* BEGIN *
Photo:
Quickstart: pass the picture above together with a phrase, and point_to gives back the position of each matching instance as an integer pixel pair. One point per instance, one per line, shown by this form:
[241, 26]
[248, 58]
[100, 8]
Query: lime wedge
* END *
*Given exercise*:
Reproduce every line of the listing above, word for word.

*Response below*:
Photo:
Quickstart: pass the picture above together with a phrase, and point_to gives back the position of each matching instance as an integer pixel pair. One point per instance, one per line, shown by this form:
[241, 26]
[248, 58]
[100, 8]
Query: lime wedge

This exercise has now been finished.